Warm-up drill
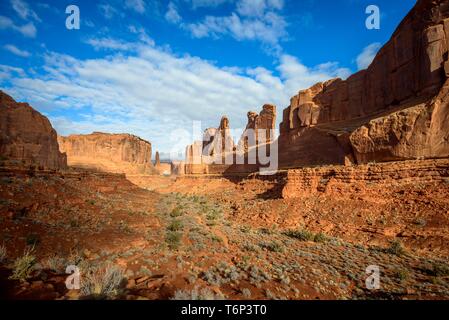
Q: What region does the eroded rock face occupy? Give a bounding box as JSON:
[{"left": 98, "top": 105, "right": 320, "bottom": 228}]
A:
[
  {"left": 0, "top": 91, "right": 67, "bottom": 169},
  {"left": 58, "top": 132, "right": 154, "bottom": 174},
  {"left": 279, "top": 0, "right": 449, "bottom": 166},
  {"left": 238, "top": 104, "right": 276, "bottom": 152}
]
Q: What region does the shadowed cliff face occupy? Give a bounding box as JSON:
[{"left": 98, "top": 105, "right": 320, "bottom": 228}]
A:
[
  {"left": 0, "top": 91, "right": 67, "bottom": 169},
  {"left": 279, "top": 0, "right": 449, "bottom": 166},
  {"left": 58, "top": 132, "right": 154, "bottom": 174}
]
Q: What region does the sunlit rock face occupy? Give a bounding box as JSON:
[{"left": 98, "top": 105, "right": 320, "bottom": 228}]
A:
[{"left": 279, "top": 1, "right": 449, "bottom": 166}]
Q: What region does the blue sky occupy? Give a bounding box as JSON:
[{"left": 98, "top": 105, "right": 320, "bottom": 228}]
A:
[{"left": 0, "top": 0, "right": 416, "bottom": 156}]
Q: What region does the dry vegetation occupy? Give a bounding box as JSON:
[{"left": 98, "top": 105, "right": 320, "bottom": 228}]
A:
[{"left": 0, "top": 168, "right": 449, "bottom": 300}]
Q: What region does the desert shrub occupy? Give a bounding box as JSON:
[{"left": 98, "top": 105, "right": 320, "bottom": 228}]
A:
[
  {"left": 165, "top": 231, "right": 182, "bottom": 250},
  {"left": 42, "top": 256, "right": 66, "bottom": 273},
  {"left": 0, "top": 244, "right": 8, "bottom": 263},
  {"left": 167, "top": 220, "right": 184, "bottom": 231},
  {"left": 386, "top": 240, "right": 405, "bottom": 256},
  {"left": 242, "top": 288, "right": 251, "bottom": 299},
  {"left": 413, "top": 218, "right": 427, "bottom": 227},
  {"left": 81, "top": 265, "right": 125, "bottom": 298},
  {"left": 9, "top": 248, "right": 36, "bottom": 281},
  {"left": 170, "top": 206, "right": 183, "bottom": 218},
  {"left": 393, "top": 269, "right": 410, "bottom": 281},
  {"left": 25, "top": 233, "right": 40, "bottom": 246},
  {"left": 284, "top": 230, "right": 315, "bottom": 241},
  {"left": 118, "top": 221, "right": 133, "bottom": 234},
  {"left": 243, "top": 243, "right": 259, "bottom": 252},
  {"left": 171, "top": 288, "right": 225, "bottom": 300},
  {"left": 313, "top": 232, "right": 328, "bottom": 243},
  {"left": 210, "top": 234, "right": 223, "bottom": 243},
  {"left": 259, "top": 241, "right": 283, "bottom": 252},
  {"left": 424, "top": 262, "right": 449, "bottom": 277}
]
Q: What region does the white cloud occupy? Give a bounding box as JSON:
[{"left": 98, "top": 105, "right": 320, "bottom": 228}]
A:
[
  {"left": 184, "top": 12, "right": 287, "bottom": 45},
  {"left": 0, "top": 16, "right": 37, "bottom": 38},
  {"left": 180, "top": 0, "right": 288, "bottom": 54},
  {"left": 237, "top": 0, "right": 284, "bottom": 17},
  {"left": 184, "top": 0, "right": 229, "bottom": 9},
  {"left": 0, "top": 39, "right": 348, "bottom": 152},
  {"left": 11, "top": 0, "right": 41, "bottom": 22},
  {"left": 356, "top": 42, "right": 382, "bottom": 70},
  {"left": 3, "top": 44, "right": 31, "bottom": 58},
  {"left": 125, "top": 0, "right": 145, "bottom": 13},
  {"left": 165, "top": 2, "right": 182, "bottom": 23},
  {"left": 98, "top": 4, "right": 119, "bottom": 19}
]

WHAT TO WORK ON –
Copy out every line of the data above that contains the string "JSON".

EXPECTED ANSWER –
Q: What region does the eroded rock face occupy? Give a bounding box as JSON:
Q: What region does the shadowed cliff face occupy? Give a bounding box as JSON:
Q: What region does the sunlit rock face occupy? Give a bounding box as JSON:
Q: What region does the blue sky occupy? Give a bounding box as JSON:
Q: What region does the dry vegetation occupy? Give a bounding box as JSON:
Q: What region does the desert shrub occupy? Give a bounding box as JSON:
Q: What region does the white cloud occupy? Give a bounding box as JSON:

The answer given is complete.